◆ **DOCUMENT EXCERPT**
>>>>>

What if you disagree with translators who are much wiser and more knowledgeable
than you are? How can you ever settle the matter
without an authoritative body to decide among competing
interpretations? If you are not skilled in ancient languages, how
can you ever be sure you have translated and interpreted
correctly? Note: Click
here for more on personal interpretation.
*
If you rely on the Bible for your salvation, does it not bother
you that you have been unable to fully understand and interpret all
of Scripture infallibly (and that there is no authoritative source to go to if you reject the Catholic Church's role as the
sole interpreter of the bible)?
*
How can you refuse the Catholic Church's authority in interpreting
the Bible in favor of your own ability to interpret it,
considering the great amount of effort and resources that would be
needed for such an undertaking? For example, consider that a
proper understanding of a single passage may require an
investigation into ancient ways of speech, rules of grammar,
archeology, etc. As a recent pope has indicated, "What
is the literal sense of a passage is not always as obvious in the
speeches and writings of the ancient authors of the East, as it is
in the works of our own time. For what they wished to express is
not to be determined by the rules of grammar and philology alone,
nor solely by the context; the interpreter must, as it were, go
back wholly in spirit to those remote centuries of the East and
with the aid of history, archaeology, ethnology, and other
sciences, accurately determine what modes of writing, so to speak,
the authors of that ancient period would be likely to use, and in
fact did use. For the ancient peoples of the East, in order to
express their ideas, did not always employ those forms or kinds of
speech which we use today; but rather those used by the men of
their times and countries. What those exactly were the commentator
cannot determine as it were in advance, but only after a careful
examination of the ancient literature of the East." (Pope Pius
XII, "Divino Afflante Spiritu")
*
If you are reading an English language version of the Bible, you
are already relying on someone else's interpretation of the
original text of Scripture. How can you allow this
(self-appointed?) interpreter a
right that you deny the Catholic Church? How can anyone possibly
have a better claim to the right to interpret the books of
Scripture than the Catholic Church who has codified Scripture and
preserved and protected it for 2,000 years?
From
An Early Christian Writing...

<<<<<

◆ **TASKS TO CARRY OUT**
[1] Rewrite the passage on biblical interpretation, starting at "What if you" and ending after "on personal interpretation.", and substitute "scholars" for "translators".
[2] Please extend the passage on biblical interpretation beyond its final line.
The items that follow have no connection to the passage on biblical interpretation.

◆ **MATERIAL SHOWN**
>>>>>

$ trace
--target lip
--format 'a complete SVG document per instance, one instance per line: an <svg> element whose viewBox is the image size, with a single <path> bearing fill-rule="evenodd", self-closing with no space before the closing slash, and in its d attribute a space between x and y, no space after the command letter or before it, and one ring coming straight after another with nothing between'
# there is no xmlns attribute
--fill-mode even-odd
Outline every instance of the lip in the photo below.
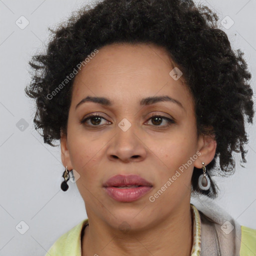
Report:
<svg viewBox="0 0 256 256"><path fill-rule="evenodd" d="M132 186L140 186L129 188L116 188ZM136 174L116 175L108 179L103 186L110 198L121 202L132 202L138 200L148 193L153 186L150 182Z"/></svg>

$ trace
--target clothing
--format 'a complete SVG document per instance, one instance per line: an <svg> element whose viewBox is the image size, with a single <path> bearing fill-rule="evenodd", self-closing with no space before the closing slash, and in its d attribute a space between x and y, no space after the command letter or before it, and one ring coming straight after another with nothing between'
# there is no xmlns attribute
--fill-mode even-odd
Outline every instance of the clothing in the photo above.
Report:
<svg viewBox="0 0 256 256"><path fill-rule="evenodd" d="M204 208L206 205L204 202ZM220 214L219 209L219 216L216 215L214 218L214 211L211 208L208 208L210 212L206 214L192 204L190 208L193 220L191 256L256 255L256 230L240 226L226 212ZM213 218L210 218L210 216ZM222 222L222 225L218 223ZM52 246L48 252L49 254L46 256L81 256L82 235L87 225L88 218L62 234ZM232 226L234 229L231 230Z"/></svg>

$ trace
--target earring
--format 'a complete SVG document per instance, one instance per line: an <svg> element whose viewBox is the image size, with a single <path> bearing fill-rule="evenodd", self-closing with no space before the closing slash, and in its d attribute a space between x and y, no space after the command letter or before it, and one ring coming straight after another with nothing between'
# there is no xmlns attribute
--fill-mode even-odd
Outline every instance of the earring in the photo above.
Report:
<svg viewBox="0 0 256 256"><path fill-rule="evenodd" d="M208 190L210 186L210 181L208 176L206 174L206 168L204 166L204 163L202 162L202 164L203 165L202 170L204 174L199 176L198 184L201 190Z"/></svg>
<svg viewBox="0 0 256 256"><path fill-rule="evenodd" d="M62 182L62 184L60 185L60 188L63 191L66 191L68 188L68 185L67 184L67 182L70 178L70 176L69 174L69 170L68 170L68 166L66 166L66 169L63 172L63 175L62 176L64 178L64 180Z"/></svg>

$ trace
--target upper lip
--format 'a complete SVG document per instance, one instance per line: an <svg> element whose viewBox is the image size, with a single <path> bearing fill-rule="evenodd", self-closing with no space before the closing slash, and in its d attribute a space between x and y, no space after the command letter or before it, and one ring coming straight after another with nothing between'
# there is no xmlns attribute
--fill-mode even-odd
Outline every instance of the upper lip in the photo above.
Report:
<svg viewBox="0 0 256 256"><path fill-rule="evenodd" d="M136 174L118 174L112 176L103 184L103 186L104 187L122 186L130 185L152 186L149 182Z"/></svg>

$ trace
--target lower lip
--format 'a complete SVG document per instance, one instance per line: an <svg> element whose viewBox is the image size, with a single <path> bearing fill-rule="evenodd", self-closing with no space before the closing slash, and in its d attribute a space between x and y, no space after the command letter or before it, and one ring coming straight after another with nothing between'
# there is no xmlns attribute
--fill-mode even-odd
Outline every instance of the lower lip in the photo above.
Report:
<svg viewBox="0 0 256 256"><path fill-rule="evenodd" d="M132 202L148 192L152 186L142 186L130 188L119 188L114 186L105 188L108 194L120 202Z"/></svg>

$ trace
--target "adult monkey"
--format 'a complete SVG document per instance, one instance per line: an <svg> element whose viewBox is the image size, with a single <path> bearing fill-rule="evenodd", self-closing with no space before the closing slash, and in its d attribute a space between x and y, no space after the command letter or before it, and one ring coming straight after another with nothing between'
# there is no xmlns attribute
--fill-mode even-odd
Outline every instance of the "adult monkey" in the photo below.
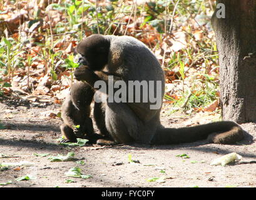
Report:
<svg viewBox="0 0 256 200"><path fill-rule="evenodd" d="M130 36L95 34L79 42L76 51L82 56L80 62L87 65L76 69L76 79L85 81L91 87L97 81L104 81L108 84L110 75L113 76L114 82L119 80L126 83L136 80L147 82L160 81L161 105L165 90L164 72L155 56L141 42ZM154 94L157 92L155 88ZM165 128L160 121L161 108L151 109L151 105L148 101L96 103L94 117L101 132L108 135L117 143L136 141L169 144L207 138L210 142L230 144L243 138L242 128L231 121L178 129ZM108 144L102 141L99 142Z"/></svg>

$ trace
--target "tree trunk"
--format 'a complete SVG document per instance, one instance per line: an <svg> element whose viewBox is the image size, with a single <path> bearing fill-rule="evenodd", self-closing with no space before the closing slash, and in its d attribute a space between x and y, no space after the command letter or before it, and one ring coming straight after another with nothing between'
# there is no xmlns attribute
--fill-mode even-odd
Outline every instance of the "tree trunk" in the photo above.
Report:
<svg viewBox="0 0 256 200"><path fill-rule="evenodd" d="M256 1L217 3L225 7L225 18L217 9L212 19L219 52L223 119L256 122Z"/></svg>

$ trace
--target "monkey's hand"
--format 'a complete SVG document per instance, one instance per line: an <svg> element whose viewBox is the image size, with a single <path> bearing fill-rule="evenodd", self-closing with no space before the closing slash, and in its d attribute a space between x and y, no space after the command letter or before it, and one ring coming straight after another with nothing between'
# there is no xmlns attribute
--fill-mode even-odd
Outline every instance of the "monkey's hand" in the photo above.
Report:
<svg viewBox="0 0 256 200"><path fill-rule="evenodd" d="M76 138L83 138L84 135L84 128L81 126L79 128L74 128L73 131Z"/></svg>
<svg viewBox="0 0 256 200"><path fill-rule="evenodd" d="M98 79L98 76L88 66L83 65L76 69L74 75L78 81L85 81L93 86L94 82Z"/></svg>

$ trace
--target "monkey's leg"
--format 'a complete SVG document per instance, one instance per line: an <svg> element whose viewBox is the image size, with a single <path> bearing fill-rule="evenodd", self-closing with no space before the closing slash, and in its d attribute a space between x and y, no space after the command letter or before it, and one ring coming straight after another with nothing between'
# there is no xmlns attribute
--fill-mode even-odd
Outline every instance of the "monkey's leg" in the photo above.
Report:
<svg viewBox="0 0 256 200"><path fill-rule="evenodd" d="M96 142L96 143L100 145L111 146L116 144L116 142L113 141L112 137L111 136L106 128L106 104L98 103L95 102L93 110L93 116L95 118L96 124L98 128L100 129L100 133L101 134L94 134L93 138L96 139L95 142Z"/></svg>
<svg viewBox="0 0 256 200"><path fill-rule="evenodd" d="M142 122L125 103L108 102L106 106L106 128L118 143L140 141Z"/></svg>
<svg viewBox="0 0 256 200"><path fill-rule="evenodd" d="M65 139L63 139L61 142L66 143L77 142L76 137L74 134L73 130L71 128L63 124L61 125L60 128L62 134L65 138Z"/></svg>

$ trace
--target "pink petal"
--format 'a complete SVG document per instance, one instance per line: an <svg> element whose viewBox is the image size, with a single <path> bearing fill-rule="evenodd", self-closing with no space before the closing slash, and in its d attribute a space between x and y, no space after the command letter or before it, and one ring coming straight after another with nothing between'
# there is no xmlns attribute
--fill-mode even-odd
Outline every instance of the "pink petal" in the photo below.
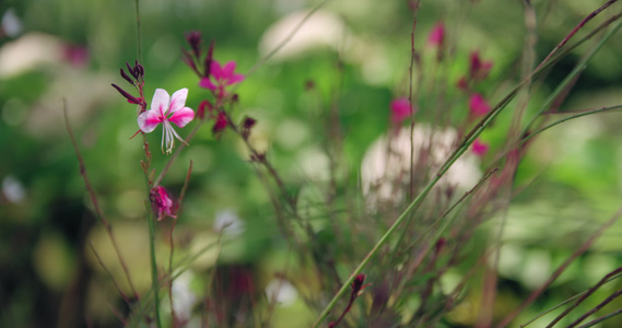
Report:
<svg viewBox="0 0 622 328"><path fill-rule="evenodd" d="M216 90L218 89L209 78L201 79L201 82L199 82L199 86L206 87L209 90Z"/></svg>
<svg viewBox="0 0 622 328"><path fill-rule="evenodd" d="M156 109L143 112L138 116L138 127L141 131L149 133L163 120L163 116Z"/></svg>
<svg viewBox="0 0 622 328"><path fill-rule="evenodd" d="M233 71L235 71L235 61L232 60L224 65L222 69L222 77L224 79L228 79L233 75Z"/></svg>
<svg viewBox="0 0 622 328"><path fill-rule="evenodd" d="M188 97L188 89L184 87L176 91L171 97L171 106L168 107L168 114L173 114L177 109L184 108L184 105L186 105L187 97Z"/></svg>
<svg viewBox="0 0 622 328"><path fill-rule="evenodd" d="M469 110L474 116L484 116L490 112L489 103L482 97L481 94L476 93L469 98Z"/></svg>
<svg viewBox="0 0 622 328"><path fill-rule="evenodd" d="M442 46L444 40L445 25L443 25L443 22L438 22L434 25L432 32L430 32L430 36L427 36L427 44L431 46Z"/></svg>
<svg viewBox="0 0 622 328"><path fill-rule="evenodd" d="M489 150L489 145L486 143L481 142L479 138L476 139L476 141L473 141L473 144L471 144L471 147L473 154L476 154L479 157L485 155Z"/></svg>
<svg viewBox="0 0 622 328"><path fill-rule="evenodd" d="M153 99L151 101L151 109L157 110L160 115L164 116L166 110L168 110L168 104L171 103L171 97L164 89L156 89L153 94Z"/></svg>
<svg viewBox="0 0 622 328"><path fill-rule="evenodd" d="M221 65L215 60L212 60L212 63L210 65L210 75L214 77L216 80L220 80L223 75Z"/></svg>
<svg viewBox="0 0 622 328"><path fill-rule="evenodd" d="M243 74L233 74L227 82L227 85L231 85L233 83L237 83L237 82L242 82L244 81L244 75Z"/></svg>
<svg viewBox="0 0 622 328"><path fill-rule="evenodd" d="M175 114L173 114L173 116L168 118L168 121L174 122L179 128L183 128L187 124L189 124L193 118L195 118L195 112L188 107L184 107L175 112Z"/></svg>

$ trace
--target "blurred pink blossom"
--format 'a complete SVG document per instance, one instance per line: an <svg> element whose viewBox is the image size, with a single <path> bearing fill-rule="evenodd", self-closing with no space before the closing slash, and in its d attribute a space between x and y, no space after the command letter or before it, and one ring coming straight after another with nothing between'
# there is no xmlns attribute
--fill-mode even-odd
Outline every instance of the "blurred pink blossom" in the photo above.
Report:
<svg viewBox="0 0 622 328"><path fill-rule="evenodd" d="M481 94L472 94L469 98L469 110L476 117L486 115L491 109L489 103L482 97Z"/></svg>
<svg viewBox="0 0 622 328"><path fill-rule="evenodd" d="M483 80L488 78L492 65L492 60L482 61L480 51L471 51L469 75L476 81Z"/></svg>
<svg viewBox="0 0 622 328"><path fill-rule="evenodd" d="M214 127L212 128L212 133L218 134L222 132L227 125L228 121L226 119L226 115L220 112L219 115L216 116L216 121L214 122Z"/></svg>
<svg viewBox="0 0 622 328"><path fill-rule="evenodd" d="M434 47L442 47L445 42L445 24L443 22L436 23L430 35L427 36L427 45Z"/></svg>
<svg viewBox="0 0 622 328"><path fill-rule="evenodd" d="M149 133L157 127L159 124L163 125L162 133L162 151L164 152L164 143L166 143L166 153L171 153L175 148L175 138L186 143L179 134L173 129L171 122L183 128L195 118L195 112L186 105L188 97L188 89L176 91L173 96L163 89L155 90L153 101L151 101L151 109L143 112L138 117L138 126L140 129Z"/></svg>
<svg viewBox="0 0 622 328"><path fill-rule="evenodd" d="M201 79L199 86L216 92L216 96L221 98L226 94L224 91L226 86L244 81L244 75L234 71L235 61L230 61L221 67L218 61L212 60L210 75Z"/></svg>
<svg viewBox="0 0 622 328"><path fill-rule="evenodd" d="M482 142L479 138L471 144L471 151L479 157L483 157L489 151L488 143Z"/></svg>
<svg viewBox="0 0 622 328"><path fill-rule="evenodd" d="M89 48L84 46L77 46L66 44L63 45L63 57L69 63L74 67L85 67L89 63L91 55Z"/></svg>
<svg viewBox="0 0 622 328"><path fill-rule="evenodd" d="M407 97L394 99L391 102L391 121L401 124L412 114L412 107Z"/></svg>

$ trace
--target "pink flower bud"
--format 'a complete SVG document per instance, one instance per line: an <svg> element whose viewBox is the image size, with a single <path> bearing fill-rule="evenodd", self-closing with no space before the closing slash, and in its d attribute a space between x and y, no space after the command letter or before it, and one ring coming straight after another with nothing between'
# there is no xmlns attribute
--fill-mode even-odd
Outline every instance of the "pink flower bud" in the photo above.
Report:
<svg viewBox="0 0 622 328"><path fill-rule="evenodd" d="M176 218L177 203L171 197L168 190L162 186L155 186L151 188L151 208L155 215L157 215L157 221L164 219L164 216Z"/></svg>
<svg viewBox="0 0 622 328"><path fill-rule="evenodd" d="M216 117L216 122L214 124L214 127L212 128L212 133L218 134L220 132L222 132L226 126L228 125L228 121L226 120L226 115L224 113L219 113L219 116Z"/></svg>
<svg viewBox="0 0 622 328"><path fill-rule="evenodd" d="M472 94L469 98L469 110L471 115L479 117L484 116L490 112L491 107L489 103L482 97L481 94Z"/></svg>
<svg viewBox="0 0 622 328"><path fill-rule="evenodd" d="M199 119L203 119L203 117L206 117L206 108L208 108L208 114L211 116L213 110L212 103L209 101L202 101L201 104L199 104L199 108L197 109L197 117Z"/></svg>
<svg viewBox="0 0 622 328"><path fill-rule="evenodd" d="M412 114L412 108L408 98L397 98L391 102L391 121L401 124Z"/></svg>
<svg viewBox="0 0 622 328"><path fill-rule="evenodd" d="M482 61L479 51L471 51L469 75L474 81L488 78L492 68L492 61Z"/></svg>
<svg viewBox="0 0 622 328"><path fill-rule="evenodd" d="M443 22L438 22L436 23L436 25L434 25L434 27L430 32L430 35L427 36L427 45L433 47L443 47L444 43L445 43L445 25L443 24Z"/></svg>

<<<<<

◆ **OUTPUTS IN ORDER**
[1]
What if you disagree with scholars who are much wiser and more knowledgeable
than you are? How can you ever settle the matter
without an authoritative body to decide among competing
interpretations? If you are not skilled in ancient languages, how
can you ever be sure you have translated and interpreted
correctly? Note: Click
here for more on personal interpretation.

[2]
"These things being so, in order that we may be judged to
have the truth - we who walk in the rule which the Churches have
handed down from the Apostles, the Apostles from Christ, and
Christ from God - admit that the reasonableness of our position
is clear, defining as it does that heretics ought not to be
allowed to challenge an appeal to the Scriptures, since we,
without using Scripture, prove that they have nothing to do with
the Scriptures. If they are heretics, they cannot be Christians,
because it is not from Christ that they have gotten what they
pursue of their own choosing, and from which they incur the name
heretic. Not being Christians, they have acquired no right to
Christian literature; and it might be justly said to them, 'Who
are you? When and from where did you come? Since you are not of
mine, what are you doing with what is mine? Indeed, Marcion, by
what right do you chop in my forest? By whose permission,
Valentine, do you do you divert my streams? By what authority, Apelles,
do you move my boundary markers? And the rest of you, why do you
sow and graze here at your own pleasure? This is my property,
which I have long possessed, which I possessed before you came,
and for which I have a sure title from the very authors whose
property it was. I am the heir of the Apostles. As they carefully
prepared their will, as they committed it to a trust, and as they
sealed it with an oath, so do I hold the inheritance. You
certainly, they always held as disinherited, and they rejected you
as strangers and enemies." [Tertullian ("an excellent early Christian writer" - although he would ultimately fall into heresy),
c. 200 A.D.] |
Do
You Believe That the Catholic Church Keeps or Has Kept the Bible
From People? |
Consider:
*
Click
here for 'Didn't the Catholic Church Burn Bibles?'
*
If the Church wanted to keep the Bible from people, why did she
codify it and make its existence so public?
*
If the Church wanted to keep the Bible from people, why could she
have not let it just "fall by the wayside" considering
the great persecution of the early Christians and considering that
the original material it was written on was so perishable?
*
If the Church wanted to keep the Bible from people, why did her
monks painstakingly hand-copy it so that it would survive - long
before copiers and printing presses were invented?
*
If the Church kept the Bible from people, how did the Protestant
'Reformers' know of its existence? If she really had wanted to destroy
the Bible, why was it still around at the time of the
'Reformation'? Surely, had she desired to do so, she could have
destroyed it nearly 15 centuries before the various Protestant
sects ever came into existence.
*
If the Church kept the Bible from people, how is it that there
were hundreds of Catholic editions of the Bible in existence
before Luther's translation was penned?
*
If the Catholic Church kept the Bible from people, how did
you get it? Remember that you wouldn't even know about the New
Testament if it wasn't for the Catholic Church - the Church that
codified, protected and preserved the Bible. No Protestant would
even know what a New Testament was without the Catholic Church!
*
If you argue that the Church kept the Bible from being read by the
people since it was written in Latin, you should know that Latin
was commonly taught to those who learned to read. In other words,
"if one could read, he could read Latin." *
"If the Church kept the bible from people, why were
entire copies of the bible in various vernacular languages even
before the printing press was invented?"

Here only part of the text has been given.